_Selected excerpt_
By Steve Scherer and Kelsey Johnson
OTTAWA (Reuters) – Canada’s main opposition Conservative Party on Monday elected Erin O’Toole, a former cabinet minister and armed forces veteran, to be its new leader and the primary challenger to Liberal Prime Minister Justin Trudeau.
O’Toole replaces Andrew Scheer, who failed to unseat Trudeau in an election last year.
In the leadership race, O’Toole beat out the better known Peter MacKay, who co-founded the Conservative Party in 2003 and was a high-profile member of former Conservative prime minister Stephen Harper’s government, and two other candidates.
The campaign was overshadowed by the coronavirus pandemic. The results, announced in a virtual convention broadcast from Ottawa, were delayed at least five hours by mechanical problems with the machines opening nearly 175,000 ballot envelopes.
While there is no vote looming, Trudeau needs the support of at least one of three opposition parties to stay in power, and a crucial confidence vote on the government’s COVID-19 economic recovery plan is expected in late September.
“The Conservative Party will be ready for the next election and we will win the next election,” O’Toole said in his acceptance speech, delivered after 1 a.m. ET (0500 GMT).
O’Toole, a 47-year-old father of two, describes himself as a “true blue Conservative” and has vowed to “put Canada first” while helping families and the economy recover from the coronavirus crisis.
A member of parliament from the most populous province of Ontario, O’Toole had twice before lost bids to lead the party. He takes over as Trudeau’s Liberals lead in national polls.
Support for the Liberals surged as the government spent hundreds of billions of dollars in emergency aid during the pandemic, but they have lost ground in recent weeks amid an ethics scandal involving Trudeau and his former finance minister, Bill Morneau.
Liberals would get 36.4% of the votes if an election were held today, while the Conservatives would win 29.9%, according to the Canadian Broadcasting Corp’s poll tracker, an aggregate of recent surveys.

_Work to be completed_
Answer from the report on the Conservative leadership race:
(a) Who did Erin O'Toole replace as party leader?
(b) About how many ballot envelopes did the machines have to open?
(c) What share of the vote would the Conservatives win, according to the CBC poll tracker?

_Supplied entries_
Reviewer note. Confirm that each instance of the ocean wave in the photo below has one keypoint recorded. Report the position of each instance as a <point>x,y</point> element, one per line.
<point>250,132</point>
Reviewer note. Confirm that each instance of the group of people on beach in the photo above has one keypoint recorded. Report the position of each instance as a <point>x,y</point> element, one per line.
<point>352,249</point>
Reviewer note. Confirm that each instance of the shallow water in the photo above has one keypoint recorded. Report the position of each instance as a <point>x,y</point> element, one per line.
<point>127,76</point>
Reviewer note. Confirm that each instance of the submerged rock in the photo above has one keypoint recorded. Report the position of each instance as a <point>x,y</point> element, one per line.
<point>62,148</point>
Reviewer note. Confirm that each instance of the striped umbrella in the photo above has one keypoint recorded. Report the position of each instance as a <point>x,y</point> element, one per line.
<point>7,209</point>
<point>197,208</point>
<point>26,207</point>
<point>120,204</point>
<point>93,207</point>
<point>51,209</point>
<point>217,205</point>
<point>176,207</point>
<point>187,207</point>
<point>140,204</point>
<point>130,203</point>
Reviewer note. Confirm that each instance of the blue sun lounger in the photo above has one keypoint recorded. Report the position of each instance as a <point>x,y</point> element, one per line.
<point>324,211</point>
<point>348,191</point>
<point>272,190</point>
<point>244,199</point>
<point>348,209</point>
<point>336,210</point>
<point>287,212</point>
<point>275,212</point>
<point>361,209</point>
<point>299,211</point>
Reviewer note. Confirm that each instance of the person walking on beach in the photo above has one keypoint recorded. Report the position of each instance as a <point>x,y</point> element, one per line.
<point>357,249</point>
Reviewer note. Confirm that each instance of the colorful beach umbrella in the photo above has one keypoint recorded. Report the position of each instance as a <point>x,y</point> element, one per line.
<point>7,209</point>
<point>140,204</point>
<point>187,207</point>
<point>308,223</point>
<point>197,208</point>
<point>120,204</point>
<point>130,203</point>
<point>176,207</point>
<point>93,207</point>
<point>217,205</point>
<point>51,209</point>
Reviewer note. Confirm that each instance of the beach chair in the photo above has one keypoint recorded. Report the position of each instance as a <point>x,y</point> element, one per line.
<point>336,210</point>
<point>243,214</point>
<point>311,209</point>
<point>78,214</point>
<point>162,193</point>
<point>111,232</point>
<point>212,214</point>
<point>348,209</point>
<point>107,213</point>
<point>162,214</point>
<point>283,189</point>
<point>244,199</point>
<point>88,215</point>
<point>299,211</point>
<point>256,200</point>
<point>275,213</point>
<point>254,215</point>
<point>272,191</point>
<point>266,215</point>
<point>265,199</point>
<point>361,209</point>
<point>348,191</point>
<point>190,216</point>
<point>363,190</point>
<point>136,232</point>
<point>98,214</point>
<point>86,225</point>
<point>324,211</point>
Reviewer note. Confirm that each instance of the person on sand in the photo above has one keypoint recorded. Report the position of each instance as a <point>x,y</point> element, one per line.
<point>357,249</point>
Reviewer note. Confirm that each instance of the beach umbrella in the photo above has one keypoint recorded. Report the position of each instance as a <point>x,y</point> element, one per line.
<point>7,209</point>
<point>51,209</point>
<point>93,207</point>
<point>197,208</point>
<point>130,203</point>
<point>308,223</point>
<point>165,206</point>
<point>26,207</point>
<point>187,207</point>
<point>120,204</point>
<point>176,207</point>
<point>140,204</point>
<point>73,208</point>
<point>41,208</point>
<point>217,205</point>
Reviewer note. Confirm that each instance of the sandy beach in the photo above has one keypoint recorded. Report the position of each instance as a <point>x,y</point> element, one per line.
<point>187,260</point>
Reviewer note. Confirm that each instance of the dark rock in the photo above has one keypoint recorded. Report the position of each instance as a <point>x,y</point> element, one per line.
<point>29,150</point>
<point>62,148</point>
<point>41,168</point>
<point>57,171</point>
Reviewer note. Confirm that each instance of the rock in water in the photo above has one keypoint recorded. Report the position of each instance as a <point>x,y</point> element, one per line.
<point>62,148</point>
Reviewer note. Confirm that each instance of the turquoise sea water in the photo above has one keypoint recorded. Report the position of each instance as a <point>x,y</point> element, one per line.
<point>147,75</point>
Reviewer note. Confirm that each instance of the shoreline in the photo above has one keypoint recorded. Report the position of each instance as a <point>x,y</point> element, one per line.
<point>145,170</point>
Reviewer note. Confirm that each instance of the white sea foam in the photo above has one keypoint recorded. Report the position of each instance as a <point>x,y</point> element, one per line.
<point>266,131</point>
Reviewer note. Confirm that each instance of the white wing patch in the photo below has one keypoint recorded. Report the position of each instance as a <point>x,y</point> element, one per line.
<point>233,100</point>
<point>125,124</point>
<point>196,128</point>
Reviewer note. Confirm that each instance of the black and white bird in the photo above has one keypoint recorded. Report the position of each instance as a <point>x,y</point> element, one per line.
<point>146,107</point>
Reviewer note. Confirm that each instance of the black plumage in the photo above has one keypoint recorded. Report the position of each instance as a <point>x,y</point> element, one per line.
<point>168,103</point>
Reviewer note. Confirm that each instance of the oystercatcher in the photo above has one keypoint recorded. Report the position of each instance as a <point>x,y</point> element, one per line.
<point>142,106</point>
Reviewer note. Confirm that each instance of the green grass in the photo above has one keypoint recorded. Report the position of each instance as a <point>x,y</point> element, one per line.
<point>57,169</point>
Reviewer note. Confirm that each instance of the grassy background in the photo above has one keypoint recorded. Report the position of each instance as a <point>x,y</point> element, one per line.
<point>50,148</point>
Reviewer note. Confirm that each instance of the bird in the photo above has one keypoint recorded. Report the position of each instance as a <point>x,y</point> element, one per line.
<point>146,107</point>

_Answer to this exercise_
(a) Andrew Scheer
(b) Nearly 175,000
(c) 29.9%